(Items from a labeling collection)
━━━━━━━━━━━━━━━━

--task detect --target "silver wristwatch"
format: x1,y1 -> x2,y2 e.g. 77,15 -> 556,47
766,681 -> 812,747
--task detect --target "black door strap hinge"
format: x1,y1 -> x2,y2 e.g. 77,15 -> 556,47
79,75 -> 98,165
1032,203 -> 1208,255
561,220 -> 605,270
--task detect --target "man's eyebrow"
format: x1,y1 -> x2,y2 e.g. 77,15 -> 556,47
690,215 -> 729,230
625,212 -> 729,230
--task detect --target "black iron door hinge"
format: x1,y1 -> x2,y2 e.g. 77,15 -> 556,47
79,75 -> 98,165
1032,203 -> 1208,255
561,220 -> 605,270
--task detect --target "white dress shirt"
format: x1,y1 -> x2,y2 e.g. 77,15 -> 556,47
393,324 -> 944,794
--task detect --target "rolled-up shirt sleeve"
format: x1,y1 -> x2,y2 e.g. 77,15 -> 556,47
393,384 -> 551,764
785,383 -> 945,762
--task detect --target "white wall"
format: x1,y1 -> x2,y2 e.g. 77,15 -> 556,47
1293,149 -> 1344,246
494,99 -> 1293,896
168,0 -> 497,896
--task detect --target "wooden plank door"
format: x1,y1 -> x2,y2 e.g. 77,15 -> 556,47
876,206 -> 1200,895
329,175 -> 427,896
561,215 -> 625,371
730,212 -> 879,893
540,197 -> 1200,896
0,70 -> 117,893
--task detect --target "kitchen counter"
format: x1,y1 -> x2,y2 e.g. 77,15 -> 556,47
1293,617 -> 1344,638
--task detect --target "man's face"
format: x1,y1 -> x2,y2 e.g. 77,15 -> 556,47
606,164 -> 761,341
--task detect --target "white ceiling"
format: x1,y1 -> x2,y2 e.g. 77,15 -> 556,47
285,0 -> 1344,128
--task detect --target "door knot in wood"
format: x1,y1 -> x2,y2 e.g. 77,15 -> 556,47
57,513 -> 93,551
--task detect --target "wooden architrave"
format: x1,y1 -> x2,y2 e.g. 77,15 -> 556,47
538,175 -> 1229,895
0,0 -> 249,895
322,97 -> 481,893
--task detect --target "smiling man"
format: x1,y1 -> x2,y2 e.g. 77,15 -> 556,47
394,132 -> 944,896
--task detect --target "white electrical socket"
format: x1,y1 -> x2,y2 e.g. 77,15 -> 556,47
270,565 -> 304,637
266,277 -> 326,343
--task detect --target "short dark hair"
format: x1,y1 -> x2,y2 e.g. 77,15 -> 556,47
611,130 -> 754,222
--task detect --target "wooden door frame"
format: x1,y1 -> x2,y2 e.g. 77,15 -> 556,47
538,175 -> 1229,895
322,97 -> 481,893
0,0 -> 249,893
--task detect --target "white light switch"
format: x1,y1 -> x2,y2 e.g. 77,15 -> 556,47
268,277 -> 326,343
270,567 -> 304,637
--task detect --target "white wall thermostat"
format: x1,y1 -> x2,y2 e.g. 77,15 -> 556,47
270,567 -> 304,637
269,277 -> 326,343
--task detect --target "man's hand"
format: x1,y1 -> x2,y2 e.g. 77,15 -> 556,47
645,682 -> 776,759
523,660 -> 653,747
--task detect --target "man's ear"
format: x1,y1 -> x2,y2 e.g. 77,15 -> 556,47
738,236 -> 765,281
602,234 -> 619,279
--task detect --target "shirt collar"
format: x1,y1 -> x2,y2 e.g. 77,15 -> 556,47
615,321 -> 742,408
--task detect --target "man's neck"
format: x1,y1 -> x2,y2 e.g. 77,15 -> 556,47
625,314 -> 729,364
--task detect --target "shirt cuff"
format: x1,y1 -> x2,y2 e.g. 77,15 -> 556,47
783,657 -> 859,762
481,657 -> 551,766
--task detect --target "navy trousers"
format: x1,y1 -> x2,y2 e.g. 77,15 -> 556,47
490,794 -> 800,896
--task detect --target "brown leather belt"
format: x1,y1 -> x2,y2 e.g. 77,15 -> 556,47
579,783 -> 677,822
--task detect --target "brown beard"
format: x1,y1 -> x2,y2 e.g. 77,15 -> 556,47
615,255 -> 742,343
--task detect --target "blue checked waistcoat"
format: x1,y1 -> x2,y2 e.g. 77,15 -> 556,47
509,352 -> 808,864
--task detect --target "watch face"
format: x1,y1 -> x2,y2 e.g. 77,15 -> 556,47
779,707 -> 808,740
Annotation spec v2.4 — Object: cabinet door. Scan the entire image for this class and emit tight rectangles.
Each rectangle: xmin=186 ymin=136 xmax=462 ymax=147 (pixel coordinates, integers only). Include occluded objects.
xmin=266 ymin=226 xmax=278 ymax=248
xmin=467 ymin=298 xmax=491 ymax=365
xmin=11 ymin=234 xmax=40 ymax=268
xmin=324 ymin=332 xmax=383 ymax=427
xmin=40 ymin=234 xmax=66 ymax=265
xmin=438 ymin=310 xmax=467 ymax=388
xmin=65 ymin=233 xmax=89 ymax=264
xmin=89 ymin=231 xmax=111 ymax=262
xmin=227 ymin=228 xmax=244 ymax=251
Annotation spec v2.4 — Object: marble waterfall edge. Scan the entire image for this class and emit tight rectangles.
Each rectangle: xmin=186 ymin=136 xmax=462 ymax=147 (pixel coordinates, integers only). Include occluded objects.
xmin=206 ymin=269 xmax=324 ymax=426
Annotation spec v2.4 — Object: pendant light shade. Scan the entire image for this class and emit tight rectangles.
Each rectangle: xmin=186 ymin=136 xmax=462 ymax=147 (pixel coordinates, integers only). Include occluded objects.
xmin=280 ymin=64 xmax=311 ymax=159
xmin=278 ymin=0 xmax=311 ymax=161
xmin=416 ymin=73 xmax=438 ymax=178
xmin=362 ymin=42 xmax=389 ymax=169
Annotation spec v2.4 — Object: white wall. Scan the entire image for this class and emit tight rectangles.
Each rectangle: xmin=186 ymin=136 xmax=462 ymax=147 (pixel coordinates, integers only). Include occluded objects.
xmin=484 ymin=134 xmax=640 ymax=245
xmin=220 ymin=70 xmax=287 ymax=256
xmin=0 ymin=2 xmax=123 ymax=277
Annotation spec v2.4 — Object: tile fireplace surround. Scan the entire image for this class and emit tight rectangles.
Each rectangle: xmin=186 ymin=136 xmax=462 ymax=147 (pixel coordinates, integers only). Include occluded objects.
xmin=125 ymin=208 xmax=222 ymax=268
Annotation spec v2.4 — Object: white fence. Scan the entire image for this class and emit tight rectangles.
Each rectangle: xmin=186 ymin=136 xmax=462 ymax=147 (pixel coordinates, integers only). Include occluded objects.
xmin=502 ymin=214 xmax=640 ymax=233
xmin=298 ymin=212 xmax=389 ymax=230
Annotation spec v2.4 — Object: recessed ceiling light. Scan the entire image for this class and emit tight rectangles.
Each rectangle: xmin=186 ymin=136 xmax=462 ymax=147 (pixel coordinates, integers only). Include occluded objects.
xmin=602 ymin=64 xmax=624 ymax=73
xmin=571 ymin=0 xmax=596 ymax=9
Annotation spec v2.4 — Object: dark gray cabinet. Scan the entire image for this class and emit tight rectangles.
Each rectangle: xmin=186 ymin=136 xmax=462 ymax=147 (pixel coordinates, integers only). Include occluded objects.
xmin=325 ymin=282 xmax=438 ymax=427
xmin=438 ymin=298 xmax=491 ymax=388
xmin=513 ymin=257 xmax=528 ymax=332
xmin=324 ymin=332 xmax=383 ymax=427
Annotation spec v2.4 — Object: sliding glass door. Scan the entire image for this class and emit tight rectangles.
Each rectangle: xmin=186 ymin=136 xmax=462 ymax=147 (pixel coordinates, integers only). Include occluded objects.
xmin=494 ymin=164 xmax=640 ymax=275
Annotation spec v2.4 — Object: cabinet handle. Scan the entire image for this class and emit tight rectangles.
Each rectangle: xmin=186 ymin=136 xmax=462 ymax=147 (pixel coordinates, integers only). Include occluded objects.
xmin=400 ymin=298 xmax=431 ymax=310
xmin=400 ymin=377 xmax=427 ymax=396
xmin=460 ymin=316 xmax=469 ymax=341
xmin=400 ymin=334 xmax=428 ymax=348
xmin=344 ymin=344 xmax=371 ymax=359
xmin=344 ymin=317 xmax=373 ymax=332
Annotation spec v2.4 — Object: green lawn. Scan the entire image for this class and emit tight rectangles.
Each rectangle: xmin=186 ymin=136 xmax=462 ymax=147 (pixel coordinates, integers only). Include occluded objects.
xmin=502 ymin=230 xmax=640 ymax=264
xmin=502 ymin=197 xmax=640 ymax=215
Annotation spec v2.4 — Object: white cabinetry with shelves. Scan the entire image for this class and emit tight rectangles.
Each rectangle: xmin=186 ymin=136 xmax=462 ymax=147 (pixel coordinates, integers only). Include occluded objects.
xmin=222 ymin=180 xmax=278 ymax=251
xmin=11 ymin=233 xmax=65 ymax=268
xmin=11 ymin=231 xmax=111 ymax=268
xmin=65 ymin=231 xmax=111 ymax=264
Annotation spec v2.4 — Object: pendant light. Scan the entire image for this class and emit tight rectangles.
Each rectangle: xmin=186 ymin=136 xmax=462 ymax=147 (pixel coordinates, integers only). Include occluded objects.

━━━━━━━━━━━━━━━━

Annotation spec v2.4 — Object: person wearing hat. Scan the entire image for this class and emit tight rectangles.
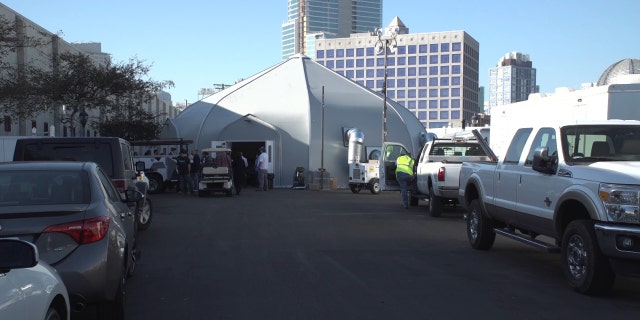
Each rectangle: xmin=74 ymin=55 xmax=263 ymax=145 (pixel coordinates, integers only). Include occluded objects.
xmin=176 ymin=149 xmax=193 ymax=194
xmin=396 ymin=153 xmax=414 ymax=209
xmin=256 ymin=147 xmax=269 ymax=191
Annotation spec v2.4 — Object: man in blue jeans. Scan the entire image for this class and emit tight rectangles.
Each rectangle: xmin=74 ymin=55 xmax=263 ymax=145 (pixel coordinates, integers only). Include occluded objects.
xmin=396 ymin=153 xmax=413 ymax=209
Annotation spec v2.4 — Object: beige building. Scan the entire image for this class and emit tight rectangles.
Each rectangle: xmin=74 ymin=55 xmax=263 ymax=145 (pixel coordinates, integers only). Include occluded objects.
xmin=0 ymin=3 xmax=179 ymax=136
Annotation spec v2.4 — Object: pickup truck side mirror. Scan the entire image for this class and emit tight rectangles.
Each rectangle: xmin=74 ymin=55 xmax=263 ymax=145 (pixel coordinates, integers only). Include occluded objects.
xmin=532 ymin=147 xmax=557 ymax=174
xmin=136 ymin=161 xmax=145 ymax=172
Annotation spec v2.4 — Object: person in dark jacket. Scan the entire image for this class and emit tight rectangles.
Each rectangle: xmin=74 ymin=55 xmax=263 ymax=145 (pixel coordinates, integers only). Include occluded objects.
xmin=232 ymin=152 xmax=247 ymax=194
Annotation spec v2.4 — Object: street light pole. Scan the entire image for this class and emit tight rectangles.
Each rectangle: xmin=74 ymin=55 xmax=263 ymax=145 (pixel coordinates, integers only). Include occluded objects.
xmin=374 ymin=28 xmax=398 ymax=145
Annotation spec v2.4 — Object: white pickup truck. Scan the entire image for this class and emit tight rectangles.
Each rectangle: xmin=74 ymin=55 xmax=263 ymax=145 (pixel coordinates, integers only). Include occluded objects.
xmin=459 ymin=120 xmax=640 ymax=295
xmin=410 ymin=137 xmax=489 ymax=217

━━━━━━━━━━━━━━━━

• [Exercise prompt]: Write out, character for character, the stretch of the records from the line containing "Annotation spec v2.4 — Object: sliding" through the line containing "xmin=494 ymin=164 xmax=640 ymax=275".

• [Task response]:
Annotation spec v2.4 — Object: sliding glass door. Scan the entire image for this class and emit tight rectangles.
Each rectangle: xmin=186 ymin=136 xmax=462 ymax=147 (pixel coordinates, integers only). Include occluded objects.
xmin=494 ymin=164 xmax=640 ymax=275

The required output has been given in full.